PROBLEM » Reproduce the passage from the excerpt below about the Unit at Grécourt, starting at "In March of" and ending at "Chateau-Thierry and Verdun.".

In March of 1918, the Germans again advanced through Grécourt, and the Unit was forced to evacuate the village. They ended up in Montdidier, where they helped to feed refugees and wounded soldiers. In Beauvais, they served as nurses, and ended up continuing in this role for two major battles in that region: Chateau-Thierry and Verdun.

Return:

After the end of the war, the Unit returned to Grécourt, to rebuild its work that had been destroyed by the re-occupation. This work was different, as one of the Unit described, for “By this time the Unit knew that they were not doing relief work only but that they were building for the future…It cannot be too often emphasized that the kind of work the Unit was doing in public health and child welfare was really blazing a trail for all rural France…”. The Unit established a school and a community center, which they called a ‘Foyer’. In the spring of 1920, they turned over their work to a French organization, the Secours d’Urgence, although members of the Unit remained until the latter was firmly established, to ensure that their work would be carried on.

RECORDS »
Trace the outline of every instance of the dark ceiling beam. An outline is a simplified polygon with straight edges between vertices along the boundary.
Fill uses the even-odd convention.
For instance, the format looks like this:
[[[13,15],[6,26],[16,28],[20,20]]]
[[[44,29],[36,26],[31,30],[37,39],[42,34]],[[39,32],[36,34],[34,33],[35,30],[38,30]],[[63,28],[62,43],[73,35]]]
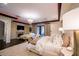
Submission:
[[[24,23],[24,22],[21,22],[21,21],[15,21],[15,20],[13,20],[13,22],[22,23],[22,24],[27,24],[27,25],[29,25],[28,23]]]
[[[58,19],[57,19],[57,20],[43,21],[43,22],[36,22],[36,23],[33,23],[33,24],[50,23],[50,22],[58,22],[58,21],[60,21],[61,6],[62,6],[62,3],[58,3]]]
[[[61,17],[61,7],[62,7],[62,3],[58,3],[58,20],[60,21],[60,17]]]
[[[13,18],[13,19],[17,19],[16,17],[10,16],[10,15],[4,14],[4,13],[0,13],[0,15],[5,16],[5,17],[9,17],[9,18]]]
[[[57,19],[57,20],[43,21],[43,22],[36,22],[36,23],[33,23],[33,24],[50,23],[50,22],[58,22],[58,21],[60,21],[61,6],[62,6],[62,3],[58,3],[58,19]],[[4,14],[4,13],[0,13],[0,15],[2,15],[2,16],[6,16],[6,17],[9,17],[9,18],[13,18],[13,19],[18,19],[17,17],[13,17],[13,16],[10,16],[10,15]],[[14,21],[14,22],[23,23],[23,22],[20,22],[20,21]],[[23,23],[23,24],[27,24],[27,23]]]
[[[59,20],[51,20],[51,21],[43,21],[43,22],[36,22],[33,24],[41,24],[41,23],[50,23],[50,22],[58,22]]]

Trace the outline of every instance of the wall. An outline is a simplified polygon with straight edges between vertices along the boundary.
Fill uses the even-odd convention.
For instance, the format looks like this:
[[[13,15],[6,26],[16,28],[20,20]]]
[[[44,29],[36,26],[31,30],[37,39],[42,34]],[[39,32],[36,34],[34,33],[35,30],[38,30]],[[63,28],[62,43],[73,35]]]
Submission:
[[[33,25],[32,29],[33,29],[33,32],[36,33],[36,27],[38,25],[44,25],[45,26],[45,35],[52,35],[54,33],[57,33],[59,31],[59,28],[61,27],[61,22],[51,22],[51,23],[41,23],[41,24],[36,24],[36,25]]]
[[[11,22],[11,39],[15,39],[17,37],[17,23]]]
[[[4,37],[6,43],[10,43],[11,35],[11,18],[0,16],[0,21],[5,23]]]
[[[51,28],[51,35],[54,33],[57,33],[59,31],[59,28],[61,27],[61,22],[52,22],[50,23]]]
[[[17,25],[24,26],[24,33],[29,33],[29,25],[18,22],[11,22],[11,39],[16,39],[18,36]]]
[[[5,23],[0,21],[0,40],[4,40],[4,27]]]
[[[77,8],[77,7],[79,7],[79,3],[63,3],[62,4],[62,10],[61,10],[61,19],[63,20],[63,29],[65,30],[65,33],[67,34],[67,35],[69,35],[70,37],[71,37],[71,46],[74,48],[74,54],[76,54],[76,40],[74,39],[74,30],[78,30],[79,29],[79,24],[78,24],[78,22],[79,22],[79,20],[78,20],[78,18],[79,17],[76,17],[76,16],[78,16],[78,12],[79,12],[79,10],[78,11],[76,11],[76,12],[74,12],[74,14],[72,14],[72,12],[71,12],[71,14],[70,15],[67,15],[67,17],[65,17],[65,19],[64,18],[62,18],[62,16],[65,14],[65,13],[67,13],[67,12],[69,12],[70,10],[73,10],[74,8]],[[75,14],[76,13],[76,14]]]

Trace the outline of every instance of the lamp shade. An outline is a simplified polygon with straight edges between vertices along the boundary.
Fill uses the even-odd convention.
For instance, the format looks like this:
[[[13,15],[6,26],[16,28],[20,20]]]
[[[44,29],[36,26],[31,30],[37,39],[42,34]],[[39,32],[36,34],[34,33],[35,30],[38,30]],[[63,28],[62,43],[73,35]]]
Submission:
---
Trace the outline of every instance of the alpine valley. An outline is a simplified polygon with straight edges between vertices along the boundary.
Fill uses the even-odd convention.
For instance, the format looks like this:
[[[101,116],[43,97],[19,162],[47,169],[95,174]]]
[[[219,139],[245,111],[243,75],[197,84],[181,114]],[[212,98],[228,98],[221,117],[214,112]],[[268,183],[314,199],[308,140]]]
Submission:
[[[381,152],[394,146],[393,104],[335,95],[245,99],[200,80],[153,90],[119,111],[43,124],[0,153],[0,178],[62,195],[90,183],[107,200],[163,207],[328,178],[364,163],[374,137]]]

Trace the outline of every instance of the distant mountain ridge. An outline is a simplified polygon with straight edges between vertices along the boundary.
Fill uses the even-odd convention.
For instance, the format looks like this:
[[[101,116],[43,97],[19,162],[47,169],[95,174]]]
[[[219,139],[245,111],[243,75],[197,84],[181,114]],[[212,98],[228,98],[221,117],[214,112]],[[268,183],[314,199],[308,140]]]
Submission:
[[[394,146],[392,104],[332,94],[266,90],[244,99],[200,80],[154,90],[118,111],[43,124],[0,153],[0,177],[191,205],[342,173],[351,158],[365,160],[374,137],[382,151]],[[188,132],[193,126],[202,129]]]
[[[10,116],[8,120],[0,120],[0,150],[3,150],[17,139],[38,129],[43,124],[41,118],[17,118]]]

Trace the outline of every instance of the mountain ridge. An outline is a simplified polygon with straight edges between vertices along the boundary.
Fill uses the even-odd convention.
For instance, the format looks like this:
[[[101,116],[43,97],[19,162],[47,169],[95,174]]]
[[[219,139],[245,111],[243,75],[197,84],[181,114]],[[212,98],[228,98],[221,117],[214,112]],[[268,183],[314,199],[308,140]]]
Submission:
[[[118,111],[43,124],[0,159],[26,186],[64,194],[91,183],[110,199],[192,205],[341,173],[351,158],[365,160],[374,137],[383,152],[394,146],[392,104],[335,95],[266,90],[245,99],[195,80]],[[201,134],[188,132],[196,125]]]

WRITTEN RESPONSE »
In March of 1918, the Germans again advanced through Grécourt, and the Unit was forced to evacuate the village. They ended up in Montdidier, where they helped to feed refugees and wounded soldiers. In Beauvais, they served as nurses, and ended up continuing in this role for two major battles in that region: Chateau-Thierry and Verdun.